- [Source text]
The money-burning rivalry
The huge traffic does not come out of the blue. According to Chinese media, for the summer of 2020, Zuoyebang and Yuanfudao had estimated budgets of CNY 1 billion and CNY 2.5 billion for marketing only; in reality, it was more than that. Both companies are running massive advertising campaigns. Their marketing presence can be seen in numerous short videos online, on billboards, on screens inside elevators, in TV shows involving Chinese celebrities, and even in the 2022 Winter Olympics-related events.
Spending huge on advertising is not the only method to remain competitive in the online education area. While Yuanfudao prices their winter courses at CNY 600-900 (lower than Zuoyebang's CNY 900-1,400), the latter provides 90% discounts for some high school courses, scrambling for potential customers. In addition, with the popular '9-yuan' summer classes widely adopted in the industry, for each of which the company loses more than CNY 100, the 'money-burning' marketing strategies have constantly increased the customer acquisition cost. For Yuanfudao, the cost has been brought up to CNY 3,000 per student, much higher than the critical industry breakeven point of CNY 2,300. Even for Zuoyebang whose acquisition cost is significantly lower due to their traffic advantage, the 'strategic loss' should also hold, as no sign of profits or loss contraction has been reported.

- [Data extracts]
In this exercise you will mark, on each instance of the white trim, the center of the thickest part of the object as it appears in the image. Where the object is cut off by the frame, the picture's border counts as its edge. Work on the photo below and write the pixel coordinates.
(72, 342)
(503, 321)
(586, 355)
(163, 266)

- [Activities]
[1] The passage on the money-burning rivalry says the two companies' marketing presence can be seen in several places. List all of them.
[2] Continue the passage on the money-burning rivalry between Zuoyebang and Yuanfudao, starting after its final sentence.

- [Responses for each task]
[1]
- Numerous short videos online
- Billboards
- Screens inside elevators
- TV shows involving Chinese celebrities
- 2022 Winter Olympics-related events

[2]
The tremendous spending on such aggressive advertisement/marketing is backed by sizable capital support. Backed by Chinese search giant Baidu (BIDU:NASDAQ), Zuoyebang has raised a total of USD 1.8 billion over five funding rounds; Yuanfudao, on the other hand, is backed by Chinese gaming and social media tycoon Tencent (00700:HK); it has even higher funding of USD 3.8 billion over eight rounds of funding and a staggering USD 15.5 billion valuation, which makes it the world's highest-valued edtech unicorn. With Baidu and Tencent data and traffic support, as well as the enormous cash flow from the funding pools, the money-burning game of K12 online education is expected to continue, until players of less competence exhaust and the final winners come out.
With over a billion dollars raised in multiple rounds of financing, both firms might consider going public in 2021-2022, which can help them further boost the marketing budget. Other than that, Baidu, arguably the largest shareholder of Zuoyebang, is currently falling behind its big tech rivals in the market cap, as well as in the combat for China's best software engineers. Baidu's decay can negatively affect the upstart's financial situation.
Bottom line
Looking into the future of the two edtech unicorns, their characteristic strengths are likely to make them stand out in the highly competitive K12 online education industry. With technology being their core edge, Zuoyebang will continue benefiting from the large internal traffic and Yuanfudao will keep maturing its holistic online education ecosystem.
However, one underlying hindrance for the two companies' development may be about their products – the course quality, which determines their reputation, is an essential factor in the education business. And the inability to make profits, the elephant in the room of this industry, will remain the main concern for a longer period.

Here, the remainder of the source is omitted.